### EXERCISE DESCRIPTION:
Rewrite only the lines from the one with "Practice step: put one dot on the fence" through the final line, requests included. Scale every coordinate in the answers by 2.25 and round each to a whole number, with halves rounded up.
* Begin PROVIDED INFORMATION *
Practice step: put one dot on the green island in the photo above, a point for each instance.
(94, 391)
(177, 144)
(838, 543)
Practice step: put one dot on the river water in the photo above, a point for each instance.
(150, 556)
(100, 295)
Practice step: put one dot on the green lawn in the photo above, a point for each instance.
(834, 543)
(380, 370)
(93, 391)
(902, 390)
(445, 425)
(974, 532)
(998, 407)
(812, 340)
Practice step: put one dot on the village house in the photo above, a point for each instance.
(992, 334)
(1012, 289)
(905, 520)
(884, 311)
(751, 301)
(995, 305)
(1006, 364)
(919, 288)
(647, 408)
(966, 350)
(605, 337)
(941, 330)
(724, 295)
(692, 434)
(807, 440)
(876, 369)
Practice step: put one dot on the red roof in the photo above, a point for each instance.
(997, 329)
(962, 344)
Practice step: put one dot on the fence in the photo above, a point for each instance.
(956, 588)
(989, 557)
* End PROVIDED INFORMATION *
### EXPECTED OUTPUT:
Practice step: put one dot on the fence in the photo above, a point for each instance.
(2151, 1323)
(2225, 1253)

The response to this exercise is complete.